- [Kumpulan Data]:
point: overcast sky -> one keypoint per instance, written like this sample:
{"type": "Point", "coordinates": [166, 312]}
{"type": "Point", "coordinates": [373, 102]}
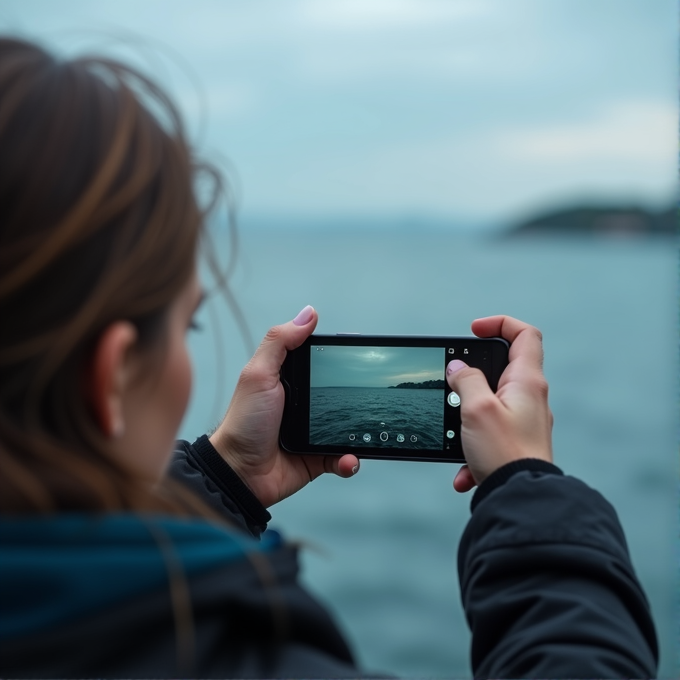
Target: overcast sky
{"type": "Point", "coordinates": [334, 366]}
{"type": "Point", "coordinates": [462, 110]}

- [Tugas Singkat]: Kembalikan baris-baris dari semua data di atas tanpa mengubah apa pun, tetapi jangan sertakan gambarnya.

- [Keluaran yang Diharapkan]:
point: overcast sky -> one keypoint per instance, written like this sample:
{"type": "Point", "coordinates": [166, 312]}
{"type": "Point", "coordinates": [373, 102]}
Target: overcast sky
{"type": "Point", "coordinates": [334, 366]}
{"type": "Point", "coordinates": [462, 110]}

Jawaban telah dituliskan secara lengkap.